> [CHECK YOUR UNDERSTANDING]
a) Read the article below about North Carolina's modified stay-at-home order. Decide whether each statement agrees with it, answering yes or no and quoting the words that settle it: (i) The order takes effect on Friday, December 11th. (ii) Restaurants and bars must close at 9 pm under the order. (iii) Travel to obtain fuel is exempted from the order.
b) According to the article below on North Carolina's modified stay-at-home order, what level has the percent of positive tests risen above?
c) Carry on the article below about North Carolina's modified stay-at-home order from the point where it stops.

With substantial growth in the number of coronavirus (COVID-19) cases across North Carolina, Gov. Roy Cooper announced that the state will enter a modified stay-at-home order overnight from 10 p.m. to 5 a.m.
“So, today, I am announcing new action to slow the spread. Effective Friday, December 11th, North Carolina will enter into a modified Stay at Home order,” Cooper said. “This order will require people to stay at home between the hours of 10 PM and 5 AM. It means just what it says: people are to stay at home between those hours.”
Cooper said the reason for the overnight mandate is to help limit some of the additional gatherings that are happening late at night, particularly at bars and clubs. (Read the FAQ’s about the order here.)
“The Order requires restaurants, bars, entertainment venues, personal care businesses and more to close at 10 pm,” a release from the State said. “Travel to and from work; to obtain food, medical care, fuel or social services; or to take care of a family member is exempted.”
The trajectory of positive cases in the state is at its highest levels ever, North Carolina Secretary of Health and Human Services Dr. Mandy Cohen said. Additionally, the percent of tests that are positive have gone above 10 percent, despite a large increase in testing, Cohen said. Hospitalizations across North Carolina related to COVID-19 are also at the highest numbers yet, but the state is still able to manage capacity.
“A month ago, we were deeply concerned to see daily case counts go above 3,000,” Cooper said. “Now, we’re shocked that the number has doubled, with some daily counts at more than 6,000.”

> [INFORMATION SHOWN]
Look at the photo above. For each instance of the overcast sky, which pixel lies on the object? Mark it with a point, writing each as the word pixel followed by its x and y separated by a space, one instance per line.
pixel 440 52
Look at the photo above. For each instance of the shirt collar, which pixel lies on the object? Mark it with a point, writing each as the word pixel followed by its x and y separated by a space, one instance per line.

> [SOLVED PROBLEMS]
a)
(i) Yes: "Effective Friday, December 11th, North Carolina will enter into a modified Stay at Home order"
(ii) No: "The Order requires restaurants, bars, entertainment venues, personal care businesses and more to close at 10 pm"
(iii) Yes: "Travel to and from work; to obtain food, medical care, fuel or social services; or to take care of a family member is exempted."

b) It has gone above 10 percent.

c)
This order will require people to stay at home between the hours of 10 PM and 5 AM. It means just what it says: people are to stay at home between those hours.— Governor Roy Cooper (@NC_Governor) December 8, 2020
The new county alert map shows that nearly half of the counties in the state are at critical levels of viral spread, doubling the amounts since last week. Over 80 percent of North Carolina’s counties have substantial or critical spread. This includes all of the counties in the greater Fayetteville area.
Cooper said additional measures could be implemented if things don’t get better quickly.
“We’ll do more if our trends don’t improve,” Cooper said. “That could mean additional actions involving indoor restaurant dining, entertainment facilities or retail capacity. None of us want that.”
Vaccines will soon be available at 11 hospitals in North Carolina, including Cape Fear Valley Health System. These first batches of vaccines will be reserved for high-risk health-care workers. Dr. Cohen said the 11 hospitals will have the original batches of the vaccine, ready for immediate distribution once the FDA approves administration of the vaccines.